(Dataset records)
========================
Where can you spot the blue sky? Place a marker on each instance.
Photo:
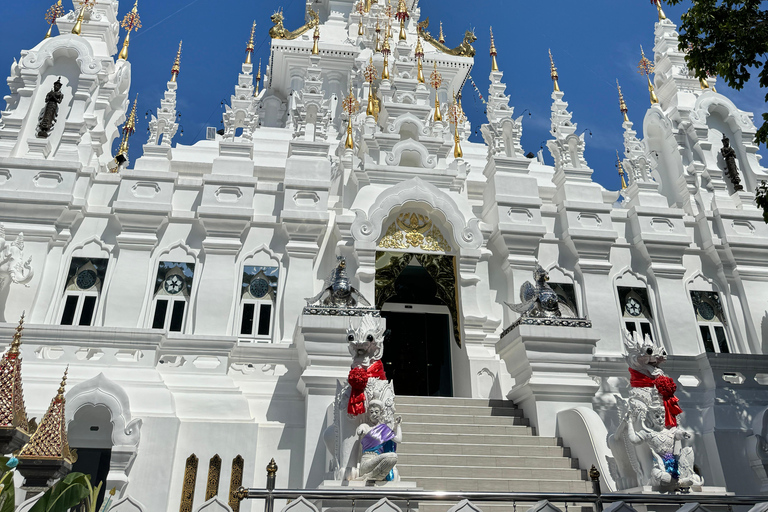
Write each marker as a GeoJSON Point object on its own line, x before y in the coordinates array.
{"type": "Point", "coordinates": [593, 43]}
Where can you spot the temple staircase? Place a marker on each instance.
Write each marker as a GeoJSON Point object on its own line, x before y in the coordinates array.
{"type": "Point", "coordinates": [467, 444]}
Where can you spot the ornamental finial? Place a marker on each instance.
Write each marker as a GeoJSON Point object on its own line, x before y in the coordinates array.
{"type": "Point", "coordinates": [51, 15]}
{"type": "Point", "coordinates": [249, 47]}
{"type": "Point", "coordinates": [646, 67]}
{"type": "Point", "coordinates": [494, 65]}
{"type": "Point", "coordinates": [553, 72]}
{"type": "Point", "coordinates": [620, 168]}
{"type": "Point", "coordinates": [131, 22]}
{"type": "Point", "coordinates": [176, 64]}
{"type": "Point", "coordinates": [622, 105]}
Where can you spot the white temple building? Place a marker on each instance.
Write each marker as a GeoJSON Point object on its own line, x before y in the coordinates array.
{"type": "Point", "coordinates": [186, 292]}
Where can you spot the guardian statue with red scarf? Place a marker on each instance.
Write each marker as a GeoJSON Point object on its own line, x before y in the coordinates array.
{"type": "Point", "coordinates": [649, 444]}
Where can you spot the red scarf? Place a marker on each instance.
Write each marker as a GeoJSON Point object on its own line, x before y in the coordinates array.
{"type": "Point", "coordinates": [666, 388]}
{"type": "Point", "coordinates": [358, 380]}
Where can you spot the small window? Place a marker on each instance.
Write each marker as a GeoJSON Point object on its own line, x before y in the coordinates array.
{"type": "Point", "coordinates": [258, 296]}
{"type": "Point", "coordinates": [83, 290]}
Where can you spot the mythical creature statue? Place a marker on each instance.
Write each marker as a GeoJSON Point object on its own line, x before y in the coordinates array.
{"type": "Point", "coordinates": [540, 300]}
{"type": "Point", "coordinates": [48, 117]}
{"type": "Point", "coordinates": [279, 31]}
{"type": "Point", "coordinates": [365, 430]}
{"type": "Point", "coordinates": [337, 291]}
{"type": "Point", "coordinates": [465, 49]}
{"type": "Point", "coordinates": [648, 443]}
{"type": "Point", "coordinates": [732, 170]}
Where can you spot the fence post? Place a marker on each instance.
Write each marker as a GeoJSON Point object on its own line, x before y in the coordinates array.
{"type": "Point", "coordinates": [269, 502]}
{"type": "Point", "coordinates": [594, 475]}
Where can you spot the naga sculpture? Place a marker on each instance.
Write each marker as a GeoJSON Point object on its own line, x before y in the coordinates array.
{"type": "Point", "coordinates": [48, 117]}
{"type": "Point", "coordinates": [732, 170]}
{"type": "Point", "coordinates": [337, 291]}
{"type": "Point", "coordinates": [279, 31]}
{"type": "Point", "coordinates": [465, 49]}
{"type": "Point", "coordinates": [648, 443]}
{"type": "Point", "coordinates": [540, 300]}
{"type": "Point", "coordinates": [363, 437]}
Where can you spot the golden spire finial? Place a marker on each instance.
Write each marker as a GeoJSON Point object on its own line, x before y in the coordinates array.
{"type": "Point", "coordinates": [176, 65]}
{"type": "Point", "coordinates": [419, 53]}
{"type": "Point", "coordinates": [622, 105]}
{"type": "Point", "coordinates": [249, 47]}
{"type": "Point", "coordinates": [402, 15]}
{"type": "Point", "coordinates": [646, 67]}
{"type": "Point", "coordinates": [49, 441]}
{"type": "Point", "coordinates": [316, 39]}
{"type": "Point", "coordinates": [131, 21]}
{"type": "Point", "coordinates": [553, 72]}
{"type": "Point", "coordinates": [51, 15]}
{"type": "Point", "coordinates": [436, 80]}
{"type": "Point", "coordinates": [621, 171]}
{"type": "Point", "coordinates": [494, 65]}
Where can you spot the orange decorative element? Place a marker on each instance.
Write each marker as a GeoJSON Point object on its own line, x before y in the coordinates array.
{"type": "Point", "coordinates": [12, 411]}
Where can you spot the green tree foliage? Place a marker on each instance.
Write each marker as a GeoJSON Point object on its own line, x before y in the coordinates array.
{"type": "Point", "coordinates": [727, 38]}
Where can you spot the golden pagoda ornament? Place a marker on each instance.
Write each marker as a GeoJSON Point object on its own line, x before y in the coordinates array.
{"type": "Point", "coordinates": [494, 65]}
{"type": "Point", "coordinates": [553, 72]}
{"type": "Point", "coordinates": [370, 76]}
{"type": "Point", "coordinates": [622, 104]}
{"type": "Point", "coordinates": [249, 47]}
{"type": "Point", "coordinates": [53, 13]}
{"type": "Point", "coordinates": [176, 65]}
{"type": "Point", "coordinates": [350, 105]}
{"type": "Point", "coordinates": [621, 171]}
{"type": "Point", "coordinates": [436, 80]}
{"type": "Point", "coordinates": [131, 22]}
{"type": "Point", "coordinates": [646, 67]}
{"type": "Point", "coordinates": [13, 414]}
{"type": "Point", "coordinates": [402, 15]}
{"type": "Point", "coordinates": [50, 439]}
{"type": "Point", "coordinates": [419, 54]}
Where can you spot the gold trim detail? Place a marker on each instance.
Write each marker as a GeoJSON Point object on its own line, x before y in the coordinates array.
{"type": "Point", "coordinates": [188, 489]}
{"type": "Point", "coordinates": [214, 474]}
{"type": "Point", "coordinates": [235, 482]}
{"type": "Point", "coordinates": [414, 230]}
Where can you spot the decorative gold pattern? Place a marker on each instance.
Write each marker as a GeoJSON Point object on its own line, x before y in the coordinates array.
========================
## To be done
Express the records as a Markdown table with the columns "Row" and "Line," starting at the line that contains "Where can you spot the decorative" and ending at the last line of the records, with blank lines omitted.

## Complete answer
| Row | Line |
|---|---|
| 1 | Where can you spot the decorative gold pattern? Place a marker on each instance. |
| 2 | Write each marker as a GeoJSON Point object on its own line, x before y in the coordinates array. |